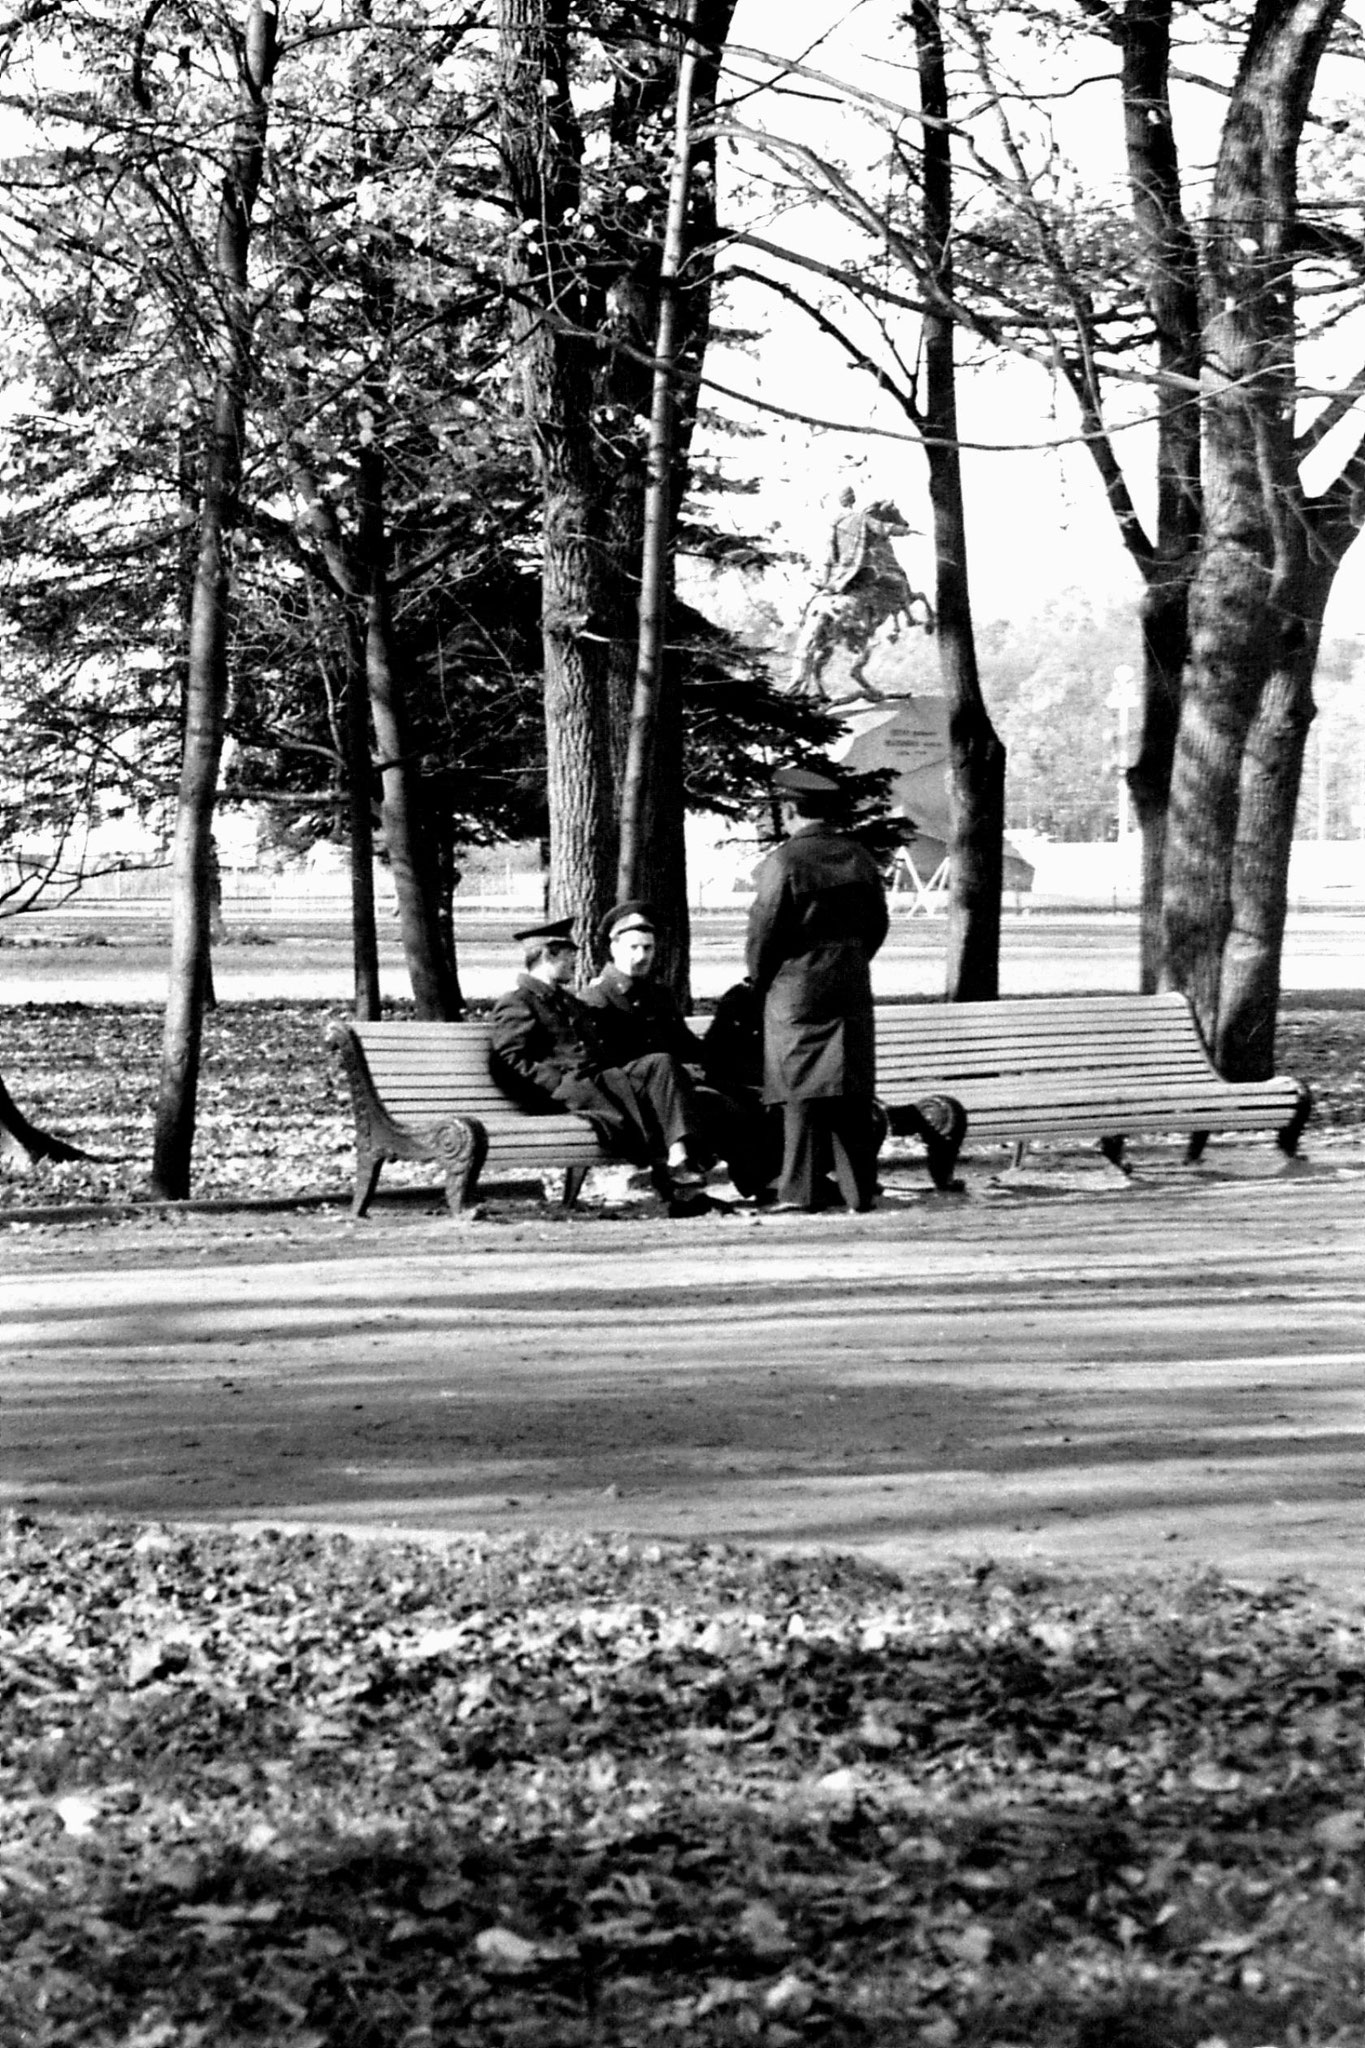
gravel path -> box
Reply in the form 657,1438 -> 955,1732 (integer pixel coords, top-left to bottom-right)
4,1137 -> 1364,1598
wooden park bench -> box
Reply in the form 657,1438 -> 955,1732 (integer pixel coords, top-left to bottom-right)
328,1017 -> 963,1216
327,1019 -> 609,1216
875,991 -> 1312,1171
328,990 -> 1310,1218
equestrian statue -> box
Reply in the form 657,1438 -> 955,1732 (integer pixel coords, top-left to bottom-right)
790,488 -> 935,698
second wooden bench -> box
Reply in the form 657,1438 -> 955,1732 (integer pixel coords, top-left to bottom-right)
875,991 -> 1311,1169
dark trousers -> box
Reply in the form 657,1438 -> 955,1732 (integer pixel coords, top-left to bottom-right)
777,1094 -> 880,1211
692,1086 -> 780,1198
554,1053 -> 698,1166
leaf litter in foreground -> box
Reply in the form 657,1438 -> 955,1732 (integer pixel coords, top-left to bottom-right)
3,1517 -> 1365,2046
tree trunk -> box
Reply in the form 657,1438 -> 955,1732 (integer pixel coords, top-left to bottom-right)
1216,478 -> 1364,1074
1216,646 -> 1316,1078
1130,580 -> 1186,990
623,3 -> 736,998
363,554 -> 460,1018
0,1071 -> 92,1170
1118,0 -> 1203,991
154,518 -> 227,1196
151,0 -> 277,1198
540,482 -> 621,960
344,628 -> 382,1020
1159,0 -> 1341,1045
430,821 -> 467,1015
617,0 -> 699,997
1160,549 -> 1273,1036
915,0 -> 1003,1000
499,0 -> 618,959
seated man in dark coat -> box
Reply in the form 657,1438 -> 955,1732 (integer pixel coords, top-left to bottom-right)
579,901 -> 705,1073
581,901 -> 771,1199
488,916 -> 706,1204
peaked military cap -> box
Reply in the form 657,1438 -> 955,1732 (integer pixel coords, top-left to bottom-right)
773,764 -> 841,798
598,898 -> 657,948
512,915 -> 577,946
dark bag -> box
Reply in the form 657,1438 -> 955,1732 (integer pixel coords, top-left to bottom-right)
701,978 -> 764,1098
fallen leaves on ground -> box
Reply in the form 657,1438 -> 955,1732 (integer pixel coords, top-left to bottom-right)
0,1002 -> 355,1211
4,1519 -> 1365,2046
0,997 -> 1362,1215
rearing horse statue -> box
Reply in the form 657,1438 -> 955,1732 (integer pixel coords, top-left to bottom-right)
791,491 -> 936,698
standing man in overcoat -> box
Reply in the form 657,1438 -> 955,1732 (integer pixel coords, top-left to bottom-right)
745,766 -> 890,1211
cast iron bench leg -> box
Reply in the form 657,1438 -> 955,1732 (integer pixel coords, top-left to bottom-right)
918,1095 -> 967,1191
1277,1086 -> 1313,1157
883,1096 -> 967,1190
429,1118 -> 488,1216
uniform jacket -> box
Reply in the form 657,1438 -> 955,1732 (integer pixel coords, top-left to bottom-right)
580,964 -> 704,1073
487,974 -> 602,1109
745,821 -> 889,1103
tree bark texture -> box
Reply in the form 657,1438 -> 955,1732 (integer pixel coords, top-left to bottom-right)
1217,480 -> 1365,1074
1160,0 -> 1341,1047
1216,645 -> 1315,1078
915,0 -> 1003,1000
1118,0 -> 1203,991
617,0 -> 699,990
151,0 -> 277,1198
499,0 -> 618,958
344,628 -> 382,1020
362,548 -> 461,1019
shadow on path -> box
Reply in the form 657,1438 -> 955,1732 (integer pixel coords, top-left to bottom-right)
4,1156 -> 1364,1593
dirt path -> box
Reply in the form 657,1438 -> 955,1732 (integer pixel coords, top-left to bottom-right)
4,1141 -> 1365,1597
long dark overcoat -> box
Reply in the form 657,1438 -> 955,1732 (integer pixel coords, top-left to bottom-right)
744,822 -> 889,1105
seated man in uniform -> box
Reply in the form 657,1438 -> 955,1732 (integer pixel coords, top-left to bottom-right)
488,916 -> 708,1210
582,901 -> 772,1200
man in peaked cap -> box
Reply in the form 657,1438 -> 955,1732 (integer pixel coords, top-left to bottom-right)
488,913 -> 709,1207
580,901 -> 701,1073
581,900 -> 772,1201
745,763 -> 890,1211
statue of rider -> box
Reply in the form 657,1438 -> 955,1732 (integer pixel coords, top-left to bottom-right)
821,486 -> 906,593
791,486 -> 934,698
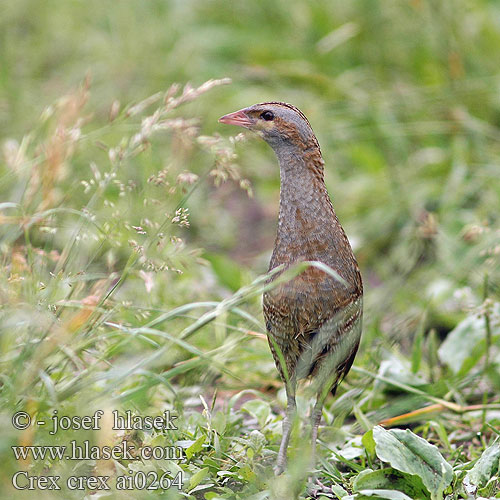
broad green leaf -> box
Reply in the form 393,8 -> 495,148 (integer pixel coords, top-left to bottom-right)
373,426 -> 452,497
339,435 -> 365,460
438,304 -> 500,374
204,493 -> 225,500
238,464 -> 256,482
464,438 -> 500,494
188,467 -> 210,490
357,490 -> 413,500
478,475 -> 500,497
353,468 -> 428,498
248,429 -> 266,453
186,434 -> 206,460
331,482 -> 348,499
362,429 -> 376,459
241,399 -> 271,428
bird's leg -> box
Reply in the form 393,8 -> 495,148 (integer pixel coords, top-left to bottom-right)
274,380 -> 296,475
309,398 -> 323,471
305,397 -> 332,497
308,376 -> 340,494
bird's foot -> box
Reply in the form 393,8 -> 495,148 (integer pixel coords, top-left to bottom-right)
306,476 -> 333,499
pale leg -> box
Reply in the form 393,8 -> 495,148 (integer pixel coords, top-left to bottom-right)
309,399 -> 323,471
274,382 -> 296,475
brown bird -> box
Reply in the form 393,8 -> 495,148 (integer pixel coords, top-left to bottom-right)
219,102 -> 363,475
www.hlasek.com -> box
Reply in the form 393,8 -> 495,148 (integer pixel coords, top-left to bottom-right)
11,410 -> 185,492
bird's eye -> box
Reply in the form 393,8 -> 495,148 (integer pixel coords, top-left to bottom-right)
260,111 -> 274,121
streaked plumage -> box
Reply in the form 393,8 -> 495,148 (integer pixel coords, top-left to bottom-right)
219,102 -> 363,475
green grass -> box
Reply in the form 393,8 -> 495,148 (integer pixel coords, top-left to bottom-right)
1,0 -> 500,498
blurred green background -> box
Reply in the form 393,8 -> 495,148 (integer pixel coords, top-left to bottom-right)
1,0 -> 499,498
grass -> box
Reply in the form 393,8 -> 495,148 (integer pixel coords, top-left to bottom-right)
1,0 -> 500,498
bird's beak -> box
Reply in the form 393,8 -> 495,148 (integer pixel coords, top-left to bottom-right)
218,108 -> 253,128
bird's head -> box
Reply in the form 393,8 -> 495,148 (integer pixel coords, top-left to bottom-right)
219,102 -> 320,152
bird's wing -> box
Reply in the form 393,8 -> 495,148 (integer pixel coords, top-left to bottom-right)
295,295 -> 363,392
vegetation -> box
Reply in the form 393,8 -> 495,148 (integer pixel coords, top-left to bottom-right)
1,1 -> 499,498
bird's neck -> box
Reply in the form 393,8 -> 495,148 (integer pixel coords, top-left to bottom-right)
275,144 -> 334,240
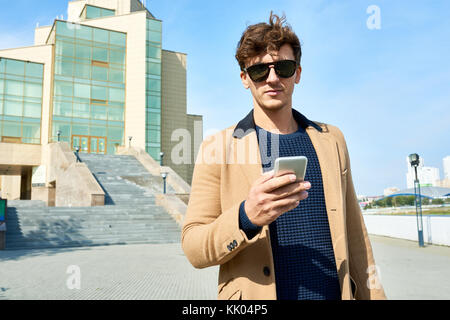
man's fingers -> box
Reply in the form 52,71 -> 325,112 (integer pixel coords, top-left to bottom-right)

--------

PROMPT: Reproduce exactly the lines of the records above from the one with "blurred green background -> box" to the one with "bird's head -> box", both included, and leave out everything else.

RESULT OF THIS TASK:
blurred green background -> box
Reply in the form 393,8 -> 495,148 (integer pixel coords, top-left to bottom-right)
1,0 -> 499,498
grass -> box
Reply in the form 393,8 -> 495,148 (integer pixel coords, top-left to bottom-right)
1,0 -> 500,498
bird's beak -> box
Reply in the form 393,8 -> 495,148 (integer pixel coords, top-left to bottom-right)
218,108 -> 253,128
bird's head -> box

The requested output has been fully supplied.